CONSIGNE DE TRAVAIL 1: Traduisez en anglais la phrase suivante du texte source : « Il y a souvent un décalage entre ce que l’on pense faire et ce que l’on fait en réalité. »
CONSIGNE DE TRAVAIL 2: Modifiez le passage du texte source allant de « (1) Développement du » jusqu’à « (éd. érès, 2016). » inclus, en y remplaçant « ouvrage collectif » par « livre collectif ».

TEXTE SOURCE:
__________
Le passage par l’expérimentation est indispensable pour s’approprier l’approche « développement du pouvoir d’agir » et s’y former. Pour quelles raisons ?

Si les professionnels n’ont pas les clés pour développer eux-mêmes le pouvoir d’agir, ils auront du mal à accompagner les usagers dans ce sens-là. Il y a souvent un décalage entre ce que l’on pense faire et ce que l’on fait en réalité. Pour exemple, selon des statistiques publiées en 2015 lors des états généraux du travail social, alors que 81 % des professionnels et étudiants estimaient que les personnes accueillies-accompagnées étaient associées à la construction du projet individuel, 67 % de celles-ci répondaient qu’elles n’avaient pas été associées[1]. L’expérimentation du pouvoir d’agir va permettre de toucher du doigt ce décalage et de partir sur d’autres possibles.

Le secteur social et médico-social est-il prêt à l’« empowerment » des usagers ?

Les personnes accompagnées n’attendent que cela, qu’on leur laisse une place, que l’on écoute ce qu’elles ont à dire et que les professionnels soient prêts à aller dans le sens de ce qui est important pour elles-mêmes. Or, aujourd’hui, les professionnels apportent des solutions auxquelles ils cherchent à faire adhérer les personnes. C’est de cela qu’il faut que l’on se départe, nous, les experts et les sachants.

Quels sont les freins aux changements de postures professionnelles ?

Les formations en travail social, les institutions et, parfois même, les personnes accompagnées poussent souvent les professionnels à devenir des experts. Dans la définition légale du travail social inscrite dans le code de l’action sociale et des familles, la notion de « pouvoir d’agir » a été remplacée par « le développement des capacités des personnes à agir ». Que le développement du pouvoir d’agir devienne une généralité dans la culture professionnelle des travailleurs sociaux, on n’y est pas, et on en est encore très loin !

En octobre dernier, les 5es rencontres scientifiques de la CNSA étaient consacrées aux savoirs expérientiels. N’est-ce pas le signe d’un virage ?

Reconnaître les savoirs des patients et des usagers est un premier pas mais loin d’être suffisant. Le fait de reconnaître les savoirs expérientiels n’empêchera pas les professionnels de faire « à la place » des personnes accompagnées. Un nombre important de colloques, d’ouvrages sont consacrés à la participation des usagers. Pour autant, ce n’est pas devenue une pratique courante alors que les usagers doivent être partie prenante des changements qui sont impulsés. La participation des personnes accompagnées ne doit pas passer uniquement par leur parole. Il y a un cran de plus, c’est le fait d’agir sur ce qui est important pour soi.

Repères

Ancienne assistante de service social, formatrice retraitée, Claire Jouffray est membre fondatrice, coprésidente et coordonnatrice du pôle recherche de l’Anda-DPA (Association nationale pour le développement de l’approche Développement du pouvoir d’agir).

Notes

(1) Développement du pouvoir d’agir des personnes et des collectifs. Une nouvelle approche de l’intervention sociale, ouvrage collectif sous la direction de Claire Jouffray (éd. Presses de l’EHESP, 2018).

(2) « Démarche et processus des états généraux du travail social », Brigitte Bouquet et Marcel Jaeger, dans la revue Vie sociale n° 13 (éd. érès, 2016).
__________
DONNÉES EXTRAITES:
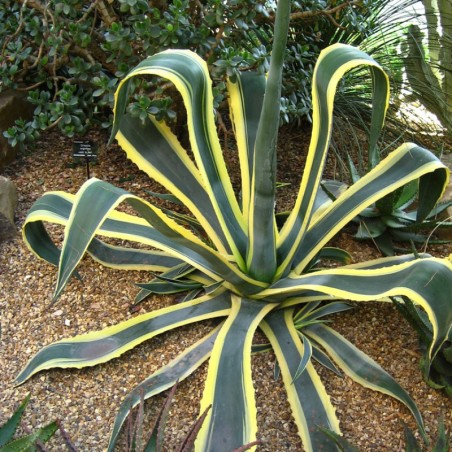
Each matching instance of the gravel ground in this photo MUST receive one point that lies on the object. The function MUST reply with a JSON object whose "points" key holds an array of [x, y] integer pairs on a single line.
{"points": [[86, 400]]}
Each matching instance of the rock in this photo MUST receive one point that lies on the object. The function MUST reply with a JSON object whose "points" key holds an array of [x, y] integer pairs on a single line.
{"points": [[8, 203], [13, 105]]}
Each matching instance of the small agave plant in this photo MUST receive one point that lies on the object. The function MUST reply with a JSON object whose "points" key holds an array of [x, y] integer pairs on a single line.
{"points": [[394, 218], [231, 257]]}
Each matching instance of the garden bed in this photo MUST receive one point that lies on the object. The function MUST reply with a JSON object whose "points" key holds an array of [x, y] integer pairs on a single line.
{"points": [[86, 401]]}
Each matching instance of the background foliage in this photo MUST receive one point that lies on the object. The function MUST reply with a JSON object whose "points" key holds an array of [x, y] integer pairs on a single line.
{"points": [[68, 55]]}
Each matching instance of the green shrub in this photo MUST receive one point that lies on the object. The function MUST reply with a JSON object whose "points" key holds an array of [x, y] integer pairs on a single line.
{"points": [[69, 55], [28, 442], [231, 257]]}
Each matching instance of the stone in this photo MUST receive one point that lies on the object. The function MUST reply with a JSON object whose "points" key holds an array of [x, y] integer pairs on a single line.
{"points": [[13, 105], [8, 203]]}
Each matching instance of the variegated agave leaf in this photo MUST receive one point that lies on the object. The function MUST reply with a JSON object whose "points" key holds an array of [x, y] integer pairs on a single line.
{"points": [[252, 272]]}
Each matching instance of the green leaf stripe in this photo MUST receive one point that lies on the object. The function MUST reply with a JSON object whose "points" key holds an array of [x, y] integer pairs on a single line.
{"points": [[176, 370], [101, 346], [406, 163], [84, 223], [246, 95], [426, 282], [311, 405], [361, 368], [229, 426], [331, 66], [190, 75], [155, 150]]}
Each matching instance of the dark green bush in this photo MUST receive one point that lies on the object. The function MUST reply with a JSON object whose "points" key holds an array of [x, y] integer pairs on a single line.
{"points": [[68, 55]]}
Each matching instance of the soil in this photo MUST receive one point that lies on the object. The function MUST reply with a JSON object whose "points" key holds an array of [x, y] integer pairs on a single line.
{"points": [[87, 400]]}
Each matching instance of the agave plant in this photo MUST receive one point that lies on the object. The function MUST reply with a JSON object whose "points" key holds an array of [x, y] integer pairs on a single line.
{"points": [[438, 372], [28, 442], [394, 218], [230, 256]]}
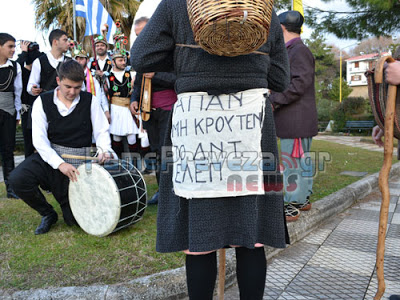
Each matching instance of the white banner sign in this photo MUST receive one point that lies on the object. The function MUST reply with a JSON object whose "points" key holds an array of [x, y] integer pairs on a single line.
{"points": [[216, 144]]}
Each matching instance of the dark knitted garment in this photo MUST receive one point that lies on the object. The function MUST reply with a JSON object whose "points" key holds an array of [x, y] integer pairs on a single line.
{"points": [[208, 224], [62, 130]]}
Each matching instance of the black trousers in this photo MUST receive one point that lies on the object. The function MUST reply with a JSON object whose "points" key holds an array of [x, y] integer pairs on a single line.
{"points": [[156, 127], [34, 172], [7, 143], [27, 132]]}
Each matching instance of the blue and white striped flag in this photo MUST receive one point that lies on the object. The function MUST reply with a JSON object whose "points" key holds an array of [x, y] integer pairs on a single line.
{"points": [[96, 16]]}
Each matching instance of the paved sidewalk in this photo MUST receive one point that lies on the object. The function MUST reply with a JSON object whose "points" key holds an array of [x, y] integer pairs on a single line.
{"points": [[352, 141], [337, 261]]}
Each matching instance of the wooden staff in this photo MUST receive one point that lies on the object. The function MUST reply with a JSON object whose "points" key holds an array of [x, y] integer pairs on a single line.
{"points": [[384, 174], [221, 273]]}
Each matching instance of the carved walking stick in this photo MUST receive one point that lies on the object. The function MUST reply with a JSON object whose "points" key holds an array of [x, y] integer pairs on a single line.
{"points": [[221, 273], [384, 174]]}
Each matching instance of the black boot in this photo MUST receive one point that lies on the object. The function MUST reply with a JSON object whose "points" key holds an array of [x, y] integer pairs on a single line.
{"points": [[10, 192], [46, 223], [8, 166]]}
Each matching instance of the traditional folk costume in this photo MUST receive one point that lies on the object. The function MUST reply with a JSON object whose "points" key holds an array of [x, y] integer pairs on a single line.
{"points": [[222, 116], [104, 65], [57, 130], [120, 90], [10, 106], [91, 84], [44, 72], [24, 59]]}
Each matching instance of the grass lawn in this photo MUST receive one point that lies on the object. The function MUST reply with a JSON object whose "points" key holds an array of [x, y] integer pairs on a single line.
{"points": [[67, 256]]}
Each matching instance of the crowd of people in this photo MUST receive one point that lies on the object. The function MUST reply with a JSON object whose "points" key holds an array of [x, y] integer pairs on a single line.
{"points": [[67, 103]]}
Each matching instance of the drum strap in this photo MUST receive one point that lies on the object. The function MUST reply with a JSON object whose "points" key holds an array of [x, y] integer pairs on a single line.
{"points": [[73, 151], [120, 101]]}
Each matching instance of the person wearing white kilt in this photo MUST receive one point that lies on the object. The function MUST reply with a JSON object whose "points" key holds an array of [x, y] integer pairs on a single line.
{"points": [[62, 122], [220, 182]]}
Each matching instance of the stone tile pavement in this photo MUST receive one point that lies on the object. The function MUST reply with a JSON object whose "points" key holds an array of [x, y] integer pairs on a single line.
{"points": [[337, 261]]}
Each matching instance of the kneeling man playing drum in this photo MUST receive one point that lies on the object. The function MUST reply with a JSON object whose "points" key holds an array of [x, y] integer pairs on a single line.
{"points": [[62, 123]]}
__________
RÉPONSE ATTENDUE 1: There is often a gap between what we think we are doing and what we actually do.

RÉPONSE ATTENDUE 2:
(1) Développement du pouvoir d’agir des personnes et des collectifs. Une nouvelle approche de l’intervention sociale, livre collectif sous la direction de Claire Jouffray (éd. Presses de l’EHESP, 2018).

(2) « Démarche et processus des états généraux du travail social », Brigitte Bouquet et Marcel Jaeger, dans la revue Vie sociale n° 13 (éd. érès, 2016).